**Stored records**:
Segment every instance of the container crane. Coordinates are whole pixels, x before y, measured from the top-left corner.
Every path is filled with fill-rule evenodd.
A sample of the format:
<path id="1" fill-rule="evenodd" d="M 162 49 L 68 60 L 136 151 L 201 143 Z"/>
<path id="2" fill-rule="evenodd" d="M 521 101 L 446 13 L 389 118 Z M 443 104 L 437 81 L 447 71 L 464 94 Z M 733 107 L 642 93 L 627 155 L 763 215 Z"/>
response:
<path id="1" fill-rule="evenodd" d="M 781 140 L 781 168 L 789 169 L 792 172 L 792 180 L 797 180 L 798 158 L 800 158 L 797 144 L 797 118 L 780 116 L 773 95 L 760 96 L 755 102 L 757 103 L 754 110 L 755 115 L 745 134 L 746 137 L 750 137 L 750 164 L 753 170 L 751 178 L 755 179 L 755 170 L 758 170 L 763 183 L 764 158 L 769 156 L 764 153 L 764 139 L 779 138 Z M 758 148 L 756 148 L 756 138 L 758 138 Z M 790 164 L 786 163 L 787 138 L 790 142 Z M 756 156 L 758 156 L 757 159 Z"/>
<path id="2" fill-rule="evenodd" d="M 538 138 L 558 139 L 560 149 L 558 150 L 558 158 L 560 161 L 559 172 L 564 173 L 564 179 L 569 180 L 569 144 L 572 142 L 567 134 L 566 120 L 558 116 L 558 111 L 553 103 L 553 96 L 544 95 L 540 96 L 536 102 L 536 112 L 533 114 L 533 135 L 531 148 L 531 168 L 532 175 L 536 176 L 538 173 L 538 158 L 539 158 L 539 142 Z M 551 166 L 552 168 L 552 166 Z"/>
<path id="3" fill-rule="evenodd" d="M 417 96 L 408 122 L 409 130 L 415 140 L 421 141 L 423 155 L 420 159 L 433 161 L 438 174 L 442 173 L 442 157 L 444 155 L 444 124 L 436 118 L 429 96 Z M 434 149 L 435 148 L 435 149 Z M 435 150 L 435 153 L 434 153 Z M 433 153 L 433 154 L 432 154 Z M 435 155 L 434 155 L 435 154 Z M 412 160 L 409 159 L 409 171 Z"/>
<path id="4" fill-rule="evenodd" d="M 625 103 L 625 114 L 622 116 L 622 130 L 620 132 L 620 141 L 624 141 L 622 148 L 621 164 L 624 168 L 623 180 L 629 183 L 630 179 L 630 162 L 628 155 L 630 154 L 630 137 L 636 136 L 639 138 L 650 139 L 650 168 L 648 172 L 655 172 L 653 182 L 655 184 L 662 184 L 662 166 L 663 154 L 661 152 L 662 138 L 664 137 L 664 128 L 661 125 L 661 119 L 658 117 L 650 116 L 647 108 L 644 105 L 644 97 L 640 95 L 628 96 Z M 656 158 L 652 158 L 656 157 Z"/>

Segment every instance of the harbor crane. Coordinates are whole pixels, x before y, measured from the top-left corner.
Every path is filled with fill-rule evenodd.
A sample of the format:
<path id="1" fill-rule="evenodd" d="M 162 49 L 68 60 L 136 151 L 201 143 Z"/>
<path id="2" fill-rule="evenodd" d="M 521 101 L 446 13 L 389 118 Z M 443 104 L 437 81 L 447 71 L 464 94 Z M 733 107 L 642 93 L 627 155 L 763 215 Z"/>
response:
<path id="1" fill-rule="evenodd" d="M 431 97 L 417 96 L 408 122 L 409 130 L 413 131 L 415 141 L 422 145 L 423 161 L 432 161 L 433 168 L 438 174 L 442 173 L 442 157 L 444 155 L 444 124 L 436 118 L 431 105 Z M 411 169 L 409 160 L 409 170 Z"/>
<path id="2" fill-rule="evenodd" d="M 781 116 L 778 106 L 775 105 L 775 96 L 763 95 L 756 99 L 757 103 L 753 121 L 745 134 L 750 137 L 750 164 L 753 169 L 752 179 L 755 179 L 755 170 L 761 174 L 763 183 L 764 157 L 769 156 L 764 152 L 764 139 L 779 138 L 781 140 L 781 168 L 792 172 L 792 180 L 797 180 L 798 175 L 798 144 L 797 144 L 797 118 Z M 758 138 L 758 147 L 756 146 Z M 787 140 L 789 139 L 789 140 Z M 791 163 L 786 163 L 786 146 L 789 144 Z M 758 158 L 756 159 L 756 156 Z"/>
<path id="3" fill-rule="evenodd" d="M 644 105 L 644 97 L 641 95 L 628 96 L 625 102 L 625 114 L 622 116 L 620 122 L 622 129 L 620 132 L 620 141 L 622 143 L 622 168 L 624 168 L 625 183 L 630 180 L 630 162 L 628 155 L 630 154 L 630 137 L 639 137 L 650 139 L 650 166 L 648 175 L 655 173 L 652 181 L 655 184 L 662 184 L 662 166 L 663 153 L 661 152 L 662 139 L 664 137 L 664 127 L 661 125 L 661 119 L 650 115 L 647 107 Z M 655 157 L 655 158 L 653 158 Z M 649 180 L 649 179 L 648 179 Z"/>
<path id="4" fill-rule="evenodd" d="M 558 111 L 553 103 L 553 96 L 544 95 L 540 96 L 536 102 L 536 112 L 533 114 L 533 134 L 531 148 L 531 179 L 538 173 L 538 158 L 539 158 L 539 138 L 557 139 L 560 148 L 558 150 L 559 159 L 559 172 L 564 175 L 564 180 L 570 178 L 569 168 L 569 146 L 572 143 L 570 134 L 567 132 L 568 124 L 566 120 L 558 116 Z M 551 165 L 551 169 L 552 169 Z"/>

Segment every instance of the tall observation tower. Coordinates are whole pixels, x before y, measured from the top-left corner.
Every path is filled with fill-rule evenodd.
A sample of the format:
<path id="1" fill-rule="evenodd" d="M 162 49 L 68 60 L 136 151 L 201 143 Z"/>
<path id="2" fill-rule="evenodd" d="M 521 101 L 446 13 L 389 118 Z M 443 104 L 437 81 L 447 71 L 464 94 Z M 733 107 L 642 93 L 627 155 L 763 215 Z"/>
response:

**Written task**: How many lines of the data above contain the string "crane", with case taken into account? Reply with the number alone.

**Final answer**: 2